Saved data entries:
↓

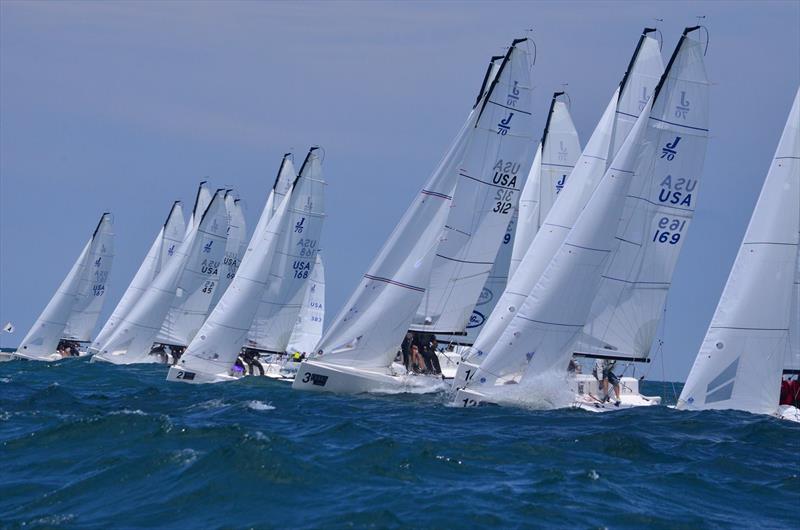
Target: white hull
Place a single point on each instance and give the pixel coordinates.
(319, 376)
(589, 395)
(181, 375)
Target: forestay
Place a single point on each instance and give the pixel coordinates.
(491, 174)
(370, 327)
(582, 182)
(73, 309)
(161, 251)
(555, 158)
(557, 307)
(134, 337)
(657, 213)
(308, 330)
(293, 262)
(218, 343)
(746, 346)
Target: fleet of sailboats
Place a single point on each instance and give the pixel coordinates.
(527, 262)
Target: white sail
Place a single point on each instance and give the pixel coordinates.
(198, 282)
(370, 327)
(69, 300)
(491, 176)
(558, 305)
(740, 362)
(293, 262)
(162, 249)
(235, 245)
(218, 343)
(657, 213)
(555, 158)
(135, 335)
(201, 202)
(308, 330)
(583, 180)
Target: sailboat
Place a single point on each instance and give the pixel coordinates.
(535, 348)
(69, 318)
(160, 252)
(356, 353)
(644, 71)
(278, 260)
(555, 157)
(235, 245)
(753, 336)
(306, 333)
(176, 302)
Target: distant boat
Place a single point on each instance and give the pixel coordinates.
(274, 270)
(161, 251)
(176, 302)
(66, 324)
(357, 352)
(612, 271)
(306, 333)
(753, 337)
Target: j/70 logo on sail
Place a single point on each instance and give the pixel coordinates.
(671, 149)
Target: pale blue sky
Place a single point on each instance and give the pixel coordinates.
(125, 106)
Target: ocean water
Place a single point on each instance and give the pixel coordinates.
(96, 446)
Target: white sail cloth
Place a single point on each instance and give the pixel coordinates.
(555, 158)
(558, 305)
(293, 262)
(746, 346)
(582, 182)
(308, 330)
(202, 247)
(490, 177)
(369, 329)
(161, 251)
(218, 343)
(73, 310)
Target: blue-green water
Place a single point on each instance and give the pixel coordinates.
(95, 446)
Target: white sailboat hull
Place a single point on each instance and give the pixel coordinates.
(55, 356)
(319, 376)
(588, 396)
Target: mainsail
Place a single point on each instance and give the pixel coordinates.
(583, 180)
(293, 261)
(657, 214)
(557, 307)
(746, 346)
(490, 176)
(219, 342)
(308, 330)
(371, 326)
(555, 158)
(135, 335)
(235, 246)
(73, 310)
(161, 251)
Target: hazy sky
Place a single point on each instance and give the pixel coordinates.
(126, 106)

↑
↓

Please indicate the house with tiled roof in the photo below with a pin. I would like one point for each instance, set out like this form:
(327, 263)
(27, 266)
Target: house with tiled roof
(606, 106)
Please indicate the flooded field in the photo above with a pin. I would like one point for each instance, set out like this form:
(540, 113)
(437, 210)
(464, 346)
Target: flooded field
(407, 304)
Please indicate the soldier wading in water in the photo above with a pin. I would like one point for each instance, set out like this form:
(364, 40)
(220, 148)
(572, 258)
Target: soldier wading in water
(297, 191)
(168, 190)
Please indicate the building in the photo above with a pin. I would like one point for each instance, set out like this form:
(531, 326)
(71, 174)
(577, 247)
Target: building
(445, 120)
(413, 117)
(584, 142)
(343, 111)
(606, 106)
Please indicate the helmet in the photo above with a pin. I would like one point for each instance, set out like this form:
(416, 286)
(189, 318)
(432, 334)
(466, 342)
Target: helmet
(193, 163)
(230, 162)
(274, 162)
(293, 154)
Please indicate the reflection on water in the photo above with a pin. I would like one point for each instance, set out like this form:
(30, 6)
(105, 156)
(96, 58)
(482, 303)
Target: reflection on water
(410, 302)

↑

> _The task_: Find the lines above holding the word "blue" and show them.

> _Response area_:
Target: pale blue sky
Target: blue-green water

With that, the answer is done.